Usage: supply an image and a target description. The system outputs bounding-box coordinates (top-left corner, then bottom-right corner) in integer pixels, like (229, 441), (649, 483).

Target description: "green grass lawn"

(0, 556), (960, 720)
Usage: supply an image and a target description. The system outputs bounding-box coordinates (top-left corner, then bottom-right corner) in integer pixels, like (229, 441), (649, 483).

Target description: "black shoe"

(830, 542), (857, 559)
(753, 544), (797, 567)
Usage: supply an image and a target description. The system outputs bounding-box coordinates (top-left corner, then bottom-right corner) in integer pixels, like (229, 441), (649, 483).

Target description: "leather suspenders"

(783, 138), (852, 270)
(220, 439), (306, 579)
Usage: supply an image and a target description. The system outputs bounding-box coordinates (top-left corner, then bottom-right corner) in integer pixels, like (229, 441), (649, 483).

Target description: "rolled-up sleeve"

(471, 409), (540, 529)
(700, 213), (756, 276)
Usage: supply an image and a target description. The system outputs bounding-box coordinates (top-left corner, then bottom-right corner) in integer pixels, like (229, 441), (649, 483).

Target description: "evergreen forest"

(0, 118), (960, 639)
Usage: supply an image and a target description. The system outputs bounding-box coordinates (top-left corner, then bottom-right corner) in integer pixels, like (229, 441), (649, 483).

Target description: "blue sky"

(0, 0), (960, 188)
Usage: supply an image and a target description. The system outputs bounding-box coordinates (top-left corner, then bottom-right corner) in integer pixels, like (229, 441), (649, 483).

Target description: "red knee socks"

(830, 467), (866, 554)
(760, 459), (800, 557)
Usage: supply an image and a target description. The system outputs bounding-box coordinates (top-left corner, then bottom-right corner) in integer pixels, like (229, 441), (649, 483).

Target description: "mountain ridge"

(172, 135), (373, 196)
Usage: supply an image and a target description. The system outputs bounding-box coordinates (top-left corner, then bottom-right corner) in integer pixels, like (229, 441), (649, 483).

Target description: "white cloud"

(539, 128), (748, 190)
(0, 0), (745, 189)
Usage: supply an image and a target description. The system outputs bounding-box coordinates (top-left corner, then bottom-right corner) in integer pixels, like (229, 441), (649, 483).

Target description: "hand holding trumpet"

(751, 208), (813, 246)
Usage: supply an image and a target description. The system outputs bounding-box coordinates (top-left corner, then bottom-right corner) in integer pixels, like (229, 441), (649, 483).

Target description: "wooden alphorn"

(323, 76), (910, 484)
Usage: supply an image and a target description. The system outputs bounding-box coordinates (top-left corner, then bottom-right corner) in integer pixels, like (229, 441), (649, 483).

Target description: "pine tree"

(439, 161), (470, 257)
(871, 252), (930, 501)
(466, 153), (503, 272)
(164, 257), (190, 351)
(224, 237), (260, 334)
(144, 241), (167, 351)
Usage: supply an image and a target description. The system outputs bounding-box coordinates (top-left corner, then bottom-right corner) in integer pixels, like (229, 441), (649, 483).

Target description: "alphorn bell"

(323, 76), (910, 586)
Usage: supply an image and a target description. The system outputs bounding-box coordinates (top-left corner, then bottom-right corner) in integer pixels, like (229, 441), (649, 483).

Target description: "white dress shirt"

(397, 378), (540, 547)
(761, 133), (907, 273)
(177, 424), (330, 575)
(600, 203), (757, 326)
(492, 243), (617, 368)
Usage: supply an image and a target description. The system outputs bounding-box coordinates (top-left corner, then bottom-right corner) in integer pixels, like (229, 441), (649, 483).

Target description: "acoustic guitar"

STATED PROBLEM: Extract each line of the data above that contains the string "white", treating uppercase and lowercase letters as distinct.

TASK SOLUTION:
Target description: "white cloud"
Target description: "white dress shirt"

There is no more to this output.